Dialectic is a crypto-native fund specialized in onchain yielding and treasury management.

Follow @Dialectic for more wizardry
Dialectic.ky

Can we learn from investment performance evaluation in traditional finance to help DAOs make better decisions?

adcv (Steakhouse Financial Limited)

Sonya Kim (Steakhouse Financial Limited, Programd Capital)

aaaaaaaaaa (Dialectic AG

Meph (Dialectic AG

tldr

  • DAOs have limited scope to do complex things with respect to allocating their treasuries
  • We propose simple methods borrowed from traditional portfolio management to help DAOs make decisions more clearly
  • The following frameworks can help communities:
  1. Set a benchmark
  2. Weigh risk to help select between alternatives
  3. Do performance attribution analysis to see if active decisions add or detract value

Other references that could be useful:


Introduction

The literature and practice for investment performance evaluation in traditional finance is extensive. However, the on-chain world has few proxies that could provide DAOs or on-chain investors with the necessary tools to make quantitative investment allocation decisions. There are many ways of conducting portfolio performance attribution analysis, each with its own tradeoffs. However, it all starts and finishes with the benchmark that a portfolio aims to track. In the absence of a benchmark, no performance attribution is really possible. The CFA Institute states, in its practitioner materials by Wright & Mitchell Conover (2024), that: 

Benchmarking is necessary for performance measurement, attribution, and evaluation. Effective benchmarking allows the investment committee to evaluate staff and external managers. Two separate levels of benchmarks are appropriate: one that measures the success of the investment managers relative to the purpose for which they were hired and another to measure the gap between the policy portfolio and the portfolio as actually implemented.

With this paper, we propose a simplified framework for benchmark construction. Furthermore, we will also demonstrate these benchmarks in-use by proposing some performance attribution models based on existing practice and literature. Our contribution rests on the fact that all these tools will be built for DAO treasury audiences in mind, taking into account the risks and limitations of operating in a fully on-chain or a fully decentralized manner.

** Material for the task **
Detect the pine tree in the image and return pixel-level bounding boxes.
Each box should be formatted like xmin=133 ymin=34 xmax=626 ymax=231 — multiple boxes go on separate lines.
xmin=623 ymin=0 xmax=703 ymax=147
--
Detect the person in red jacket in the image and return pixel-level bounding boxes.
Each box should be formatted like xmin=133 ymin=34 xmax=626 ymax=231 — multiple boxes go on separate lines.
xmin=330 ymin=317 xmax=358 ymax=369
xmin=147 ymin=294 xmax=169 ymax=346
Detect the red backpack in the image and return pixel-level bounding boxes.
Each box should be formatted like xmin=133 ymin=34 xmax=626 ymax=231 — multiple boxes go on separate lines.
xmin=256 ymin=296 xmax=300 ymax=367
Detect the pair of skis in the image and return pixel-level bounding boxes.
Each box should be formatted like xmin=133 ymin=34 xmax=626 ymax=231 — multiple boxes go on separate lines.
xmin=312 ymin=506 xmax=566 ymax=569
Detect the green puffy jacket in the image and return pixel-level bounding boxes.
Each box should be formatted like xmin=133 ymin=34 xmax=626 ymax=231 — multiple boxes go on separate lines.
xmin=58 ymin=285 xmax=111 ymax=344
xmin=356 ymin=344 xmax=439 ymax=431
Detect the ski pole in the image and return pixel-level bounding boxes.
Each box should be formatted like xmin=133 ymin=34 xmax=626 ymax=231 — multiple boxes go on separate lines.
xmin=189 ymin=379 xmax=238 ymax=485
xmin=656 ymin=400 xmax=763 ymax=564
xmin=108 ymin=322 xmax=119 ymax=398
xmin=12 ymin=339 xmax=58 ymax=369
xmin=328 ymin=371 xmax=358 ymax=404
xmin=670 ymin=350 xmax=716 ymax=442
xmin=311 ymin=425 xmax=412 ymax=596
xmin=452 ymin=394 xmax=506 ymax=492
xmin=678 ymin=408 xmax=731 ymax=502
--
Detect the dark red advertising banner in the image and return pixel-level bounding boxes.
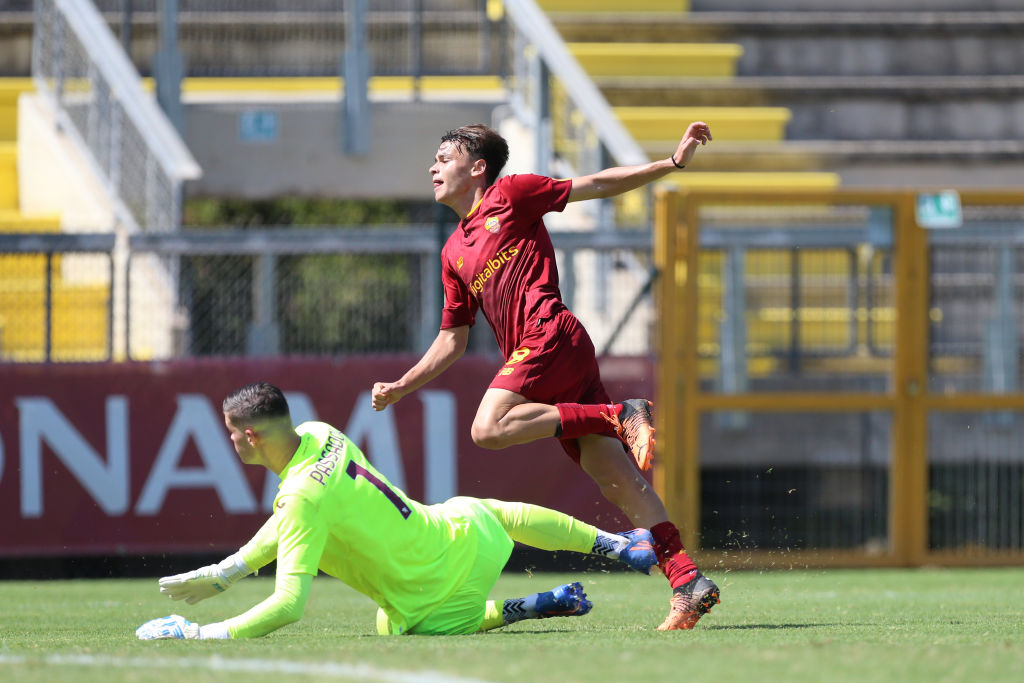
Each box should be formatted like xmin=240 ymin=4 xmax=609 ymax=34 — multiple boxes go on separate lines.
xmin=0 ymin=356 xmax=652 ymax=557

** Your tasks **
**A.** According to the text on DAO treasury benchmarks, what does portfolio performance attribution start and finish with?
**B.** Please rewrite the records, beginning at the line that has "Detect the person" and stopping after the line that has "xmin=256 ymin=296 xmax=300 ymax=367". Include the requests, shift every bounding-box coordinate in the answers by adding 49, and return only those lines.
The text and the records were taken from unrelated sources.

** Answers given **
**A.** The benchmark that a portfolio aims to track.

**B.**
Detect the person in red jacket in the image and return pixel-level bounding boxes.
Each box should be formatted like xmin=133 ymin=34 xmax=626 ymax=231 — multiple boxes go on separate lines.
xmin=379 ymin=366 xmax=407 ymax=418
xmin=196 ymin=343 xmax=218 ymax=395
Detect the red backpack in the image and return pixel-level bounding boxes.
Each box should be formatted like xmin=133 ymin=34 xmax=626 ymax=231 — multiple boxes go on separate lines.
xmin=305 ymin=345 xmax=349 ymax=416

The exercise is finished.